■ **STATED TASK**: Exactly the lines from the one containing "Indicate the bird's breast" through the final line of the listing are to be retyped, and nothing more.

***

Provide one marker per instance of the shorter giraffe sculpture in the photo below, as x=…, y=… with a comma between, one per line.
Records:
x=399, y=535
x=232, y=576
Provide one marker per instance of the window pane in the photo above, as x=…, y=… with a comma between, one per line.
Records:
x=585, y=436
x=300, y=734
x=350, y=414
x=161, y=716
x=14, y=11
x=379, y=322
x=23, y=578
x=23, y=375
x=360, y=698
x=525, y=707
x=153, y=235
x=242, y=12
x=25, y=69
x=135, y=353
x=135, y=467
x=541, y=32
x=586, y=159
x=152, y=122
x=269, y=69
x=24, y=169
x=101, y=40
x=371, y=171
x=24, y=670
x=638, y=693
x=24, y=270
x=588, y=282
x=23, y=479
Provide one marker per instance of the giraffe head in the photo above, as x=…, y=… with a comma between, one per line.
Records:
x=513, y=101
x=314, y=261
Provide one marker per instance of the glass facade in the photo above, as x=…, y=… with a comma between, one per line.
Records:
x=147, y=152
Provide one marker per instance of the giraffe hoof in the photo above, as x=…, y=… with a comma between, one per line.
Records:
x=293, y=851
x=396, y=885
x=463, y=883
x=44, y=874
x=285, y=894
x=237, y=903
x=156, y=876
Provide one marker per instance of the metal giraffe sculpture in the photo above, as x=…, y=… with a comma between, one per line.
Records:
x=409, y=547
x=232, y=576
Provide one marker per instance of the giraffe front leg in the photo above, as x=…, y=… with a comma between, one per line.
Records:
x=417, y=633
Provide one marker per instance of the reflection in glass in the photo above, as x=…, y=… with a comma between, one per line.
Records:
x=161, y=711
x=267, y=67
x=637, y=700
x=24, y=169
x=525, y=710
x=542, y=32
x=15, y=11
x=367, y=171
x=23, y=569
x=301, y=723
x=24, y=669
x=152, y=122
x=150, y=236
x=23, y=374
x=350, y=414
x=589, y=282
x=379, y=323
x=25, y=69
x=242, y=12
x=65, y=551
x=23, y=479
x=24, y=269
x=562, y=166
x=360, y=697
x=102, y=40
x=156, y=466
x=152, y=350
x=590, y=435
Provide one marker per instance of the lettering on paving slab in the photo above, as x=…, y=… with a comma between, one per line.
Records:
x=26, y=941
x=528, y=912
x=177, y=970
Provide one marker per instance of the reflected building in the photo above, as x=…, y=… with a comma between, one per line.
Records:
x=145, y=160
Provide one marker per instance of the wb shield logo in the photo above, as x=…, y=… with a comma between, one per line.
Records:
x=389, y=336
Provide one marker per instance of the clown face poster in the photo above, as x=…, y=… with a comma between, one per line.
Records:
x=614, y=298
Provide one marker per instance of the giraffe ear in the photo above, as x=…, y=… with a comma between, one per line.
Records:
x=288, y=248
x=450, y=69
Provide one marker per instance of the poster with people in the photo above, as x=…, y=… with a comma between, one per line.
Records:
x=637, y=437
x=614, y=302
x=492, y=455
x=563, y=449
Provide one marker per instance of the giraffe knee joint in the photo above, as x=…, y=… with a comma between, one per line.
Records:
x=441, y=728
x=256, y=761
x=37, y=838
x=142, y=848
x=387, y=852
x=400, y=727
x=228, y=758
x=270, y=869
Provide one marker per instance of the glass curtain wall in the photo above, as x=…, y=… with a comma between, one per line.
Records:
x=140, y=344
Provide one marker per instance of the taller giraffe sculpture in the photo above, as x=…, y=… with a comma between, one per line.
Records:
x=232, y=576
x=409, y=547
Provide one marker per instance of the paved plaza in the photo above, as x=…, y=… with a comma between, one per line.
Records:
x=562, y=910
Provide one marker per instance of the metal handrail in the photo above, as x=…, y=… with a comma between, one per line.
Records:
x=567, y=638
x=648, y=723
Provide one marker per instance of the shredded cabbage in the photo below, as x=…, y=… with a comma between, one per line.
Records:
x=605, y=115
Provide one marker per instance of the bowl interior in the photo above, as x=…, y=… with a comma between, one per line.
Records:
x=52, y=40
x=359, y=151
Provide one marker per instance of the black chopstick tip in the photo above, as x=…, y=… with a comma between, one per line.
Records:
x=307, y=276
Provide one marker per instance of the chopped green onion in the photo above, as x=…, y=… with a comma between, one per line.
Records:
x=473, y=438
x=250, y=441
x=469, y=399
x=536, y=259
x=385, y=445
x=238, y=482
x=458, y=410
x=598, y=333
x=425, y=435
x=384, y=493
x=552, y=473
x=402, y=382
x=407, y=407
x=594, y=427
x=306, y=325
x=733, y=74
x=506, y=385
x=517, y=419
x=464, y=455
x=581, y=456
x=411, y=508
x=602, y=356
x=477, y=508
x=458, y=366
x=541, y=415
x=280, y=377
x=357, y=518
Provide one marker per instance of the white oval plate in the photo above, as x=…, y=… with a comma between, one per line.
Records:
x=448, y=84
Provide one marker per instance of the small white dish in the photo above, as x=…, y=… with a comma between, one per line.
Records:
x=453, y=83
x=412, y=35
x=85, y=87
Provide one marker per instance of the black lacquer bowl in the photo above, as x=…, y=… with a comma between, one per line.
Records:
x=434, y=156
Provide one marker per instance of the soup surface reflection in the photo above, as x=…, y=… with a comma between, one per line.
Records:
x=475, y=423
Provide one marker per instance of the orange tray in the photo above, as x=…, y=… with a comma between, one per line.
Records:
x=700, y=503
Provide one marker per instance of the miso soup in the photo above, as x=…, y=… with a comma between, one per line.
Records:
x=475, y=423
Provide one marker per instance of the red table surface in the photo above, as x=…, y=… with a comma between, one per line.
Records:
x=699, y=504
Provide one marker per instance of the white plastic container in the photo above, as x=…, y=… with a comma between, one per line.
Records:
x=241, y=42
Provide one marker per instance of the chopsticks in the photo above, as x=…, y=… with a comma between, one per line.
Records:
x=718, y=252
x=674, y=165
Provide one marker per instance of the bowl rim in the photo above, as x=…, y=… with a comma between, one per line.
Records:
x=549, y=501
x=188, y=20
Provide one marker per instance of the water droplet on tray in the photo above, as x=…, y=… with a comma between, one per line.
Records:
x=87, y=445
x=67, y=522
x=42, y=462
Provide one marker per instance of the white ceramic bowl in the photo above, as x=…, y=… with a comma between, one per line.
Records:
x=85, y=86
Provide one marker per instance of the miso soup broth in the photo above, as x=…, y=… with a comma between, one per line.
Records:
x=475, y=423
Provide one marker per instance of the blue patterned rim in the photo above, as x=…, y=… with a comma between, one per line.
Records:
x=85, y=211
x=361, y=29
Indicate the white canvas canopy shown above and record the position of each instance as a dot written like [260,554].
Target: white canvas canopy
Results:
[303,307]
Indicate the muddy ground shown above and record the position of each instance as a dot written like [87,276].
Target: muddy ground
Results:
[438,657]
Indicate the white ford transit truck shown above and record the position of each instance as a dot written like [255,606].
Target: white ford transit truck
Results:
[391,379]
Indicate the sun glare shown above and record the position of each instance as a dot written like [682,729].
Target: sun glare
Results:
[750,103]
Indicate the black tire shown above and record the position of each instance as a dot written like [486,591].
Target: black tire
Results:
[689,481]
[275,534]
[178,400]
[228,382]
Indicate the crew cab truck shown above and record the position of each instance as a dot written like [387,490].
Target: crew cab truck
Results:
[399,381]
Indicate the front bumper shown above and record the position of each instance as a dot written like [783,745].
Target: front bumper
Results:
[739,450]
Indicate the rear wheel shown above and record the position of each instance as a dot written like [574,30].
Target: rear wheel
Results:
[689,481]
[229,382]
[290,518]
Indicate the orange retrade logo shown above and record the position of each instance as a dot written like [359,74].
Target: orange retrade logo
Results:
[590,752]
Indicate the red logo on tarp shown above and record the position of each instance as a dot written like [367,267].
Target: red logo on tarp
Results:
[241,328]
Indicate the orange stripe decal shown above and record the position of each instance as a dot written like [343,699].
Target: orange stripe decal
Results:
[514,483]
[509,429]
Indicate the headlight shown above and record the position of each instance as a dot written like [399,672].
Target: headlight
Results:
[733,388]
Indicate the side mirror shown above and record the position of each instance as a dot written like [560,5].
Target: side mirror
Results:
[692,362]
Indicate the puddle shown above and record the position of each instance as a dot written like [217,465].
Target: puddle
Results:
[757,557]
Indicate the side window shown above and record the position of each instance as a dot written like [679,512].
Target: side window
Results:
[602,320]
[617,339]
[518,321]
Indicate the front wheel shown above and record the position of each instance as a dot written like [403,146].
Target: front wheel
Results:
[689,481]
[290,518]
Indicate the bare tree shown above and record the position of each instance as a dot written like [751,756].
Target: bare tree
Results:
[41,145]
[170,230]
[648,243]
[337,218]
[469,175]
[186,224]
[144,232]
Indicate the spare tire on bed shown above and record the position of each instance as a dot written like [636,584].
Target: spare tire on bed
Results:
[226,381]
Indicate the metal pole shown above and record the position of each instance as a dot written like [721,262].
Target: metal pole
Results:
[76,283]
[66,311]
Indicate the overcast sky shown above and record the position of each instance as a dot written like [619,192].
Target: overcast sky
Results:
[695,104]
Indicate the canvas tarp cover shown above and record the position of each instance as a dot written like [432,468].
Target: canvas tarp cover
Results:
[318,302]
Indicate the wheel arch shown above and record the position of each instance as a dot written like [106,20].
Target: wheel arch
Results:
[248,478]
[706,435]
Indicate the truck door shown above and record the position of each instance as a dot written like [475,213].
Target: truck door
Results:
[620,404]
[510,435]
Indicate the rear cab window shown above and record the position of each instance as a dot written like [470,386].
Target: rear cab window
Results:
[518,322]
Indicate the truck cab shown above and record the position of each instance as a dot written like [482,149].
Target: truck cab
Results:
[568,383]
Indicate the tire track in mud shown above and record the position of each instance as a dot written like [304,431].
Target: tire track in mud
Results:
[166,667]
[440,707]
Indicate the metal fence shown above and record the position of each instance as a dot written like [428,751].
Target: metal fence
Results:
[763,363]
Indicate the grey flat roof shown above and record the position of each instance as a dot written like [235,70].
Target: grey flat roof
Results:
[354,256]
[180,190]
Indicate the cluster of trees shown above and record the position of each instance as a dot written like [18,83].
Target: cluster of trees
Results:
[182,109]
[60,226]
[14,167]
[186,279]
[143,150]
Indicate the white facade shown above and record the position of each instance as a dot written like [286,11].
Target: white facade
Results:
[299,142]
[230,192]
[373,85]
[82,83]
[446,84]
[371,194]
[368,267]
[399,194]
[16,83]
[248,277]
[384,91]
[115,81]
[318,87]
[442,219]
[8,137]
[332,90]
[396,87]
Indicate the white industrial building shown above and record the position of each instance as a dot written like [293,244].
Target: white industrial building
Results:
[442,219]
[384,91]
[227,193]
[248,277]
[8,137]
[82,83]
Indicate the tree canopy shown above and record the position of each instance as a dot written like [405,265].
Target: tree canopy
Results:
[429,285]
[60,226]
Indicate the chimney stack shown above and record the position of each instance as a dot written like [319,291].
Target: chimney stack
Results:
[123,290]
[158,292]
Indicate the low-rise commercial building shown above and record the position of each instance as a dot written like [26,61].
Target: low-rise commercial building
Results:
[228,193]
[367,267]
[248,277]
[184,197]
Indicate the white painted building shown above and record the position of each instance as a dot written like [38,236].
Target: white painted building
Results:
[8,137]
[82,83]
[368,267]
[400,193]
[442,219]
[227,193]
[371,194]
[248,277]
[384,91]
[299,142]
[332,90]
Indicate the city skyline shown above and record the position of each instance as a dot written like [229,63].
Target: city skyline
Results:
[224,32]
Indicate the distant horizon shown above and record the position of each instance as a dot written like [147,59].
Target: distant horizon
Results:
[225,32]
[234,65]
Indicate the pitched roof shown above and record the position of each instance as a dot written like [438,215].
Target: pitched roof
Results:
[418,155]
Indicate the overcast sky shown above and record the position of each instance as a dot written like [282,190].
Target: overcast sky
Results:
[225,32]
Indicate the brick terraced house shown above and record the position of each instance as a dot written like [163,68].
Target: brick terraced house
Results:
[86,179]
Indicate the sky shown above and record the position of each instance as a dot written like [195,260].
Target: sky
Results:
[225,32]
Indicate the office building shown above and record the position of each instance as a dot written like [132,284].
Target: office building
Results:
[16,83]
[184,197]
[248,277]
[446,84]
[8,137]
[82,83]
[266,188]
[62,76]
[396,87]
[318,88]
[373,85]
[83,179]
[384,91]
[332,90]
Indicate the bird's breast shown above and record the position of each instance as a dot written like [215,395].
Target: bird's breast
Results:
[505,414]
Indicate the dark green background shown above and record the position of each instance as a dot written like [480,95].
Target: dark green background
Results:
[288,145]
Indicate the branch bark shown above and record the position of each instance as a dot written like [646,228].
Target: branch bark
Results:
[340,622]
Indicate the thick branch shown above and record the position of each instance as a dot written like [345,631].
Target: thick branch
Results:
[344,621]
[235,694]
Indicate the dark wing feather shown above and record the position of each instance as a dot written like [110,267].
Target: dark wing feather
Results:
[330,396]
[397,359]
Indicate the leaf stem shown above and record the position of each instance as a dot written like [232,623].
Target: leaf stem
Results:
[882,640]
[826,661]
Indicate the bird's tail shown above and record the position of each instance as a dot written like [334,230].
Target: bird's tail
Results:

***

■ **OUTPUT FOR THIS EXERCISE**:
Indicate the bird's breast shown above and record the position of each instance as a dot written like [215,395].
Target: bird's breast
Results:
[505,414]
Indicate the dark green background shown above and record the position of each instance as a dot written like [480,95].
Target: dark green background
Results:
[288,145]
Indicate the branch bark shown above and record the position of each instance as a dot written like [646,228].
Target: branch bark
Results:
[340,622]
Indicate the thick branch shown above and record the position of each instance as a dot written like [345,631].
Target: thick branch
Results:
[344,621]
[235,694]
Indicate the dark wing feather shown above and record the position of each instance as a dot written like [110,267].
Target: dark wing feather
Results:
[330,396]
[397,359]
Indicate the leaf stem shown above and record the position of each instance as a dot written like [232,623].
Target: leaf stem
Results:
[882,640]
[826,661]
Indicate the bird's tail shown above and record the position of each instance as a dot written like [334,230].
Target: bird's tail
Results:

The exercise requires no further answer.